Begin Records shown

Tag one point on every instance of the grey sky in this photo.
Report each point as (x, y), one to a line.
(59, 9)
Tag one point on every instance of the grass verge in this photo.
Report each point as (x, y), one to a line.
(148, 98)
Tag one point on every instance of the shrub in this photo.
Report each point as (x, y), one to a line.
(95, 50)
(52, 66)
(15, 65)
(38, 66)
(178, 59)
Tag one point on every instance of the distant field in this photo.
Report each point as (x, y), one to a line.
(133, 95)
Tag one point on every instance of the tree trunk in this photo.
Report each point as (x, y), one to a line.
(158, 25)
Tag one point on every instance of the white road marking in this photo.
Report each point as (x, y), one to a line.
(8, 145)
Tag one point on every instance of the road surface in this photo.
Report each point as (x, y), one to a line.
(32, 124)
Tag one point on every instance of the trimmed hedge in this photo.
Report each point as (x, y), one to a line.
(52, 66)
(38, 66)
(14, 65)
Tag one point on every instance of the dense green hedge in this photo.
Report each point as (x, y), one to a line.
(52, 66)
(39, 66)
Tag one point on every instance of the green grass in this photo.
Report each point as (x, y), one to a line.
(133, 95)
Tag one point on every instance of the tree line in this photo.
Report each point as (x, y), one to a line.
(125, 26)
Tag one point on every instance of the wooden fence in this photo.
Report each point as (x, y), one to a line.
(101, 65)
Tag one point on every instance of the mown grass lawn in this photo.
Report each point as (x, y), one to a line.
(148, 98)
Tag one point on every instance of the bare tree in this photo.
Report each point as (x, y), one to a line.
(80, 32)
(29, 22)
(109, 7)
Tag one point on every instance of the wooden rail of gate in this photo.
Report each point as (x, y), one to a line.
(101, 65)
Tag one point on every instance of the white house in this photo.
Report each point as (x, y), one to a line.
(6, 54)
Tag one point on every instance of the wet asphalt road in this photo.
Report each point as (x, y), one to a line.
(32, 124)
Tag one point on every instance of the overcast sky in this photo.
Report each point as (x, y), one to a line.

End Records shown

### [Description of the task]
Please copy the listing above word for word, starting at the line that contains "Tag one point on every instance of the mown" and ending at the final line of the listing.

### [Result for this exercise]
Tag one point on every instance of the mown grass lawn in this photo.
Report each point as (x, y), one to a line.
(148, 98)
Tag one point on every instance of the bare tree in this photo.
Report each point as (x, y), one to a line.
(80, 32)
(29, 22)
(109, 7)
Tag one point on every instance of the wooden rail of gate in this photo.
Report each point as (x, y), one to a line.
(101, 65)
Tag one point on every instance of the white house in this photo.
Report each point as (x, y), one to a line.
(6, 54)
Tag one point on every instance of the wet asphalt road in this photo.
Report each point as (x, y), one to a line.
(32, 124)
Tag one point on every instance of the overcast sky in this photo.
Report each point as (x, y), one to a line.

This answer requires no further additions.